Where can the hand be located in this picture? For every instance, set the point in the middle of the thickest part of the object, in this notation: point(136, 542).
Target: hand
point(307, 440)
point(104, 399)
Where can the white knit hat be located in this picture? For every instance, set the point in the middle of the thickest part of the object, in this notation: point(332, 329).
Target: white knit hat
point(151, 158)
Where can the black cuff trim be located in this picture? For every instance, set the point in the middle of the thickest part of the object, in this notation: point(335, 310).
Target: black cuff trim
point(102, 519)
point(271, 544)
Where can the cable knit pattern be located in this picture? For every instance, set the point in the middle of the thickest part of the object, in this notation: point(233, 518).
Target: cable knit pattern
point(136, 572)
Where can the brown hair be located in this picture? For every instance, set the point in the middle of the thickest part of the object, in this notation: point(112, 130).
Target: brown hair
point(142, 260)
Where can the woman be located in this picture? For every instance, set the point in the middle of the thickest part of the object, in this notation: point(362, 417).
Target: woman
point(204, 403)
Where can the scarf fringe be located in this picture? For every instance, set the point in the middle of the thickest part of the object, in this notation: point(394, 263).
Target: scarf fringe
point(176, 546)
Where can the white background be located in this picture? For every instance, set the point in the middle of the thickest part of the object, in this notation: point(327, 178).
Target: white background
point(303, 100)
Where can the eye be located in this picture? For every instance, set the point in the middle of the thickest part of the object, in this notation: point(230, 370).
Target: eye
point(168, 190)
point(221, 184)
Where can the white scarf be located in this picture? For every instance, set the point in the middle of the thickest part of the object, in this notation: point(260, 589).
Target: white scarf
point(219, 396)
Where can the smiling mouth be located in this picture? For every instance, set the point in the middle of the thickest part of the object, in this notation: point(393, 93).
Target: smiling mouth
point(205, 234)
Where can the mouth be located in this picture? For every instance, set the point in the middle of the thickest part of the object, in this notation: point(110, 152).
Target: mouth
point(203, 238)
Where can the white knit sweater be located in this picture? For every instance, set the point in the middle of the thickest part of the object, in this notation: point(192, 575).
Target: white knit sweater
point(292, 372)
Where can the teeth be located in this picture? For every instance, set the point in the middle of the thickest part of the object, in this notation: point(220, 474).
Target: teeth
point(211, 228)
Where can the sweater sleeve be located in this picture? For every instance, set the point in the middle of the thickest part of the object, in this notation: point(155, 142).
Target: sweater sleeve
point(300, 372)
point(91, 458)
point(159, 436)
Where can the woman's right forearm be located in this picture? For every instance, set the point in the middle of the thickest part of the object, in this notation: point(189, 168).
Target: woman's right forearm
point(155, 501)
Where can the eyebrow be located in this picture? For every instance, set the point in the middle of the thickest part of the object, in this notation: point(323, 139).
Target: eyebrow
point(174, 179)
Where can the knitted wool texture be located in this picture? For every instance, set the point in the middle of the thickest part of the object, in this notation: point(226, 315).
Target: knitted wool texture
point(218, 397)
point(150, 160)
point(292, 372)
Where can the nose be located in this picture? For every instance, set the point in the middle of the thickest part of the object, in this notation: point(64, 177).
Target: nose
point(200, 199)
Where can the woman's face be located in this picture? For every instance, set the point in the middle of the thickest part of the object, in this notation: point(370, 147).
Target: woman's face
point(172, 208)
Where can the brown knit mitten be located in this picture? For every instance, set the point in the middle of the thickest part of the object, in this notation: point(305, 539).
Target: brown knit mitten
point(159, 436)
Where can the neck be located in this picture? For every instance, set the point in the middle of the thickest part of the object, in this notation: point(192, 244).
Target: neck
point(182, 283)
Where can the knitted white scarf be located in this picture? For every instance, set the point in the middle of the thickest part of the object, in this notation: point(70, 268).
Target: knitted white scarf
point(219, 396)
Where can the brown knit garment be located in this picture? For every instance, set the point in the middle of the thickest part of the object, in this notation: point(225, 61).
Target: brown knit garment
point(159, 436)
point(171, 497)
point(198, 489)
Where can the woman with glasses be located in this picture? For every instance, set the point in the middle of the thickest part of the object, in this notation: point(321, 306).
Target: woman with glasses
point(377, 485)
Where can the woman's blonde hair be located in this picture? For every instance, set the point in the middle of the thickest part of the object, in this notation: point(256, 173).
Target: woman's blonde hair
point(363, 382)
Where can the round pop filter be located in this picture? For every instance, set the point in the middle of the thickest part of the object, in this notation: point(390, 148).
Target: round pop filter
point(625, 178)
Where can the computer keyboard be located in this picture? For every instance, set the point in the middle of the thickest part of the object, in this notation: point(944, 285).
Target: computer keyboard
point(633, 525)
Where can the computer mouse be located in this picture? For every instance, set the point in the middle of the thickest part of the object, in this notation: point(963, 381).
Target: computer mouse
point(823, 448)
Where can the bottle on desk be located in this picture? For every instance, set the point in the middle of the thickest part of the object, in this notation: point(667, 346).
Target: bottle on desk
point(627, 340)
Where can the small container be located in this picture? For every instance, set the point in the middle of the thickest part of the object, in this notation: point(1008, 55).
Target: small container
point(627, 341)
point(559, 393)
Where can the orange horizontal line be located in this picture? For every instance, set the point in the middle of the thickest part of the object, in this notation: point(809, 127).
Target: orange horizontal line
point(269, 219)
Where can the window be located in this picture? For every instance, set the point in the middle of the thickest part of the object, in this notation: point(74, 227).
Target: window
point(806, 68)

Problem:
Copy every one of the items above, keeping each line unchanged.

Exercise response:
Where can the hand be located in this picture? For every instance, set the point in the middle of the thickest part of the object, in this notation: point(136, 542).
Target: hand
point(307, 440)
point(104, 399)
Where can the white knit hat be located in this picture? For every instance, set the point in the middle of the thickest part of the object, in this notation: point(332, 329).
Target: white knit hat
point(151, 158)
Where can the black cuff trim be located in this picture? For every instance, set the point in the middle of the thickest part of the object, in this notation: point(335, 310).
Target: black cuff trim
point(102, 519)
point(271, 544)
Where can the cable knit pattern be located in this picture? For every instance, set the point in the middle of the thickest part of the object, in this notation: point(233, 518).
Target: cable knit pattern
point(136, 572)
Where can the brown hair be located in this picture? For every instance, set the point in the middle of the thickest part of the object, in this notation: point(112, 130).
Target: brown hair
point(142, 260)
Where can the woman be located in this picture? For every instance, set the point in the middle of the thickest part of the object, in this notation: point(362, 417).
Target: woman
point(204, 403)
Where can the scarf fringe be located in this picture? For every instance, set the point in the middle of the thickest part of the object, in this notation: point(394, 263).
Target: scarf fringe
point(176, 546)
Where can the white background be located in this picture? For every instance, set the point in the middle of the thickest part of the object, in this notation: point(327, 178).
Target: white background
point(303, 100)
Where can the eye be located in this picture? For every instance, set the point in the middle of the thickest part of the object, in this notation: point(230, 370).
Target: eye
point(168, 190)
point(221, 184)
Where can the white scarf be located in this picture? For every instance, set the point in the middle of the thickest part of the object, in this notation: point(260, 589).
Target: white scarf
point(219, 396)
Where can the smiling mouth be located in this picture? For every instance, set the point in the middle of the thickest part of the object, in this notation: point(393, 93).
Target: smiling mouth
point(205, 234)
Where can the mouth be located in this picture? For every instance, set the point in the middle of the thickest part of the object, in this notation: point(110, 152).
Target: mouth
point(203, 238)
Where can the white knit sweater be located in this picture? For every instance, set the point in the middle of the thickest part of the object, in this notation: point(192, 575).
Target: white knit sweater
point(292, 372)
Where can the teeth be located in this picture? For every instance, set the point in the middle of the thickest part of the object, in this notation: point(220, 474).
Target: teeth
point(211, 228)
Where can the sweater sleeve be located in this picture? For every instance, set the point in the middle of the thickest part of the object, in this notation: point(155, 142).
Target: sweater sleeve
point(300, 372)
point(91, 458)
point(159, 436)
Where can the woman's right forearm be located in this picture? For every instance, set the point in the middle of the thickest part of the object, in this notation: point(189, 168).
Target: woman's right forearm
point(155, 501)
Where can the eyebrow be located in this picture? For every instance, set the point in the middle of the thickest part of the object, in this notation: point(323, 139).
Target: eyebrow
point(174, 179)
Where can the knitted wool texture be located in this picture? For every instance, set the point in the middle of the thickest part of the object, in this notation: point(226, 315).
Target: knitted wool texture
point(218, 397)
point(150, 160)
point(292, 372)
Where can the nose be located in this picture? For every instance, set the point in the middle of the thickest part of the object, in this notation: point(64, 177).
Target: nose
point(200, 199)
Where can the woman's face be located in this picture? For every instance, set the point in the middle of the thickest part of the object, in this notation: point(370, 147).
Target: woman's face
point(172, 208)
Where can the brown knit mitten be located in this picture? For every instance, set the point in the middle of the thickest part of the object, in this notation: point(305, 539).
Target: brown knit mitten
point(159, 436)
Where can the neck be located in this picture? For every instance, set the point in the middle of the thickest part of the object, in this notation: point(192, 244).
Target: neck
point(182, 283)
Where can the knitted white scarf be located in this picture? For every instance, set the point in the middle of the thickest part of the object, in this notation: point(70, 268).
Target: knitted white scarf
point(219, 396)
Where can the brown knit garment be located in this picture? For every instance, set the point in the middle of the thickest part of the object, in this notation: point(225, 61).
Target: brown knit garment
point(159, 436)
point(171, 497)
point(198, 489)
Where can the woman with glasses be located in this picture? For every instance, set the point in the middle of the thickest part of the object, in this notation: point(321, 306).
Target: woman with glasses
point(377, 485)
Where can the woman's blonde hair be located in this picture? For every instance, set the point in the middle of the thickest part of the object, in this notation: point(256, 173).
Target: woman's blonde hair
point(363, 382)
Where can the round pop filter be located in this picture? For every instance, set the point in the middle of the thickest part of the object, in this notation: point(390, 148).
Target: round pop filter
point(625, 178)
Where can the computer keyboard be located in this picture? For every instance, set the point in the middle of the thickest part of the object, in this notation: point(944, 285).
Target: computer keyboard
point(633, 525)
Where can the computer mouse be located in this picture? For every instance, set the point in the middle of the thickest part of the object, in this notation: point(963, 381).
Target: computer mouse
point(823, 448)
Where can the bottle on desk be located in this picture? For every instance, set the point in the middle of the thickest part of the object, in this notation: point(667, 346).
Target: bottle on desk
point(627, 340)
Where can the small container be located in this picture? For every instance, set the point in the middle of the thickest part of the object, in this notation: point(1008, 55).
Target: small container
point(627, 341)
point(559, 393)
Where can the orange horizontal line be located in this picture? For every instance, set the point in the middle of the thickest part of the object, in this notation: point(809, 127).
Target: orange horizontal line
point(269, 219)
Where can the window be located in this picture? For every instance, set the point in the middle of the thickest part of the object, in this notation: point(74, 227).
Target: window
point(806, 68)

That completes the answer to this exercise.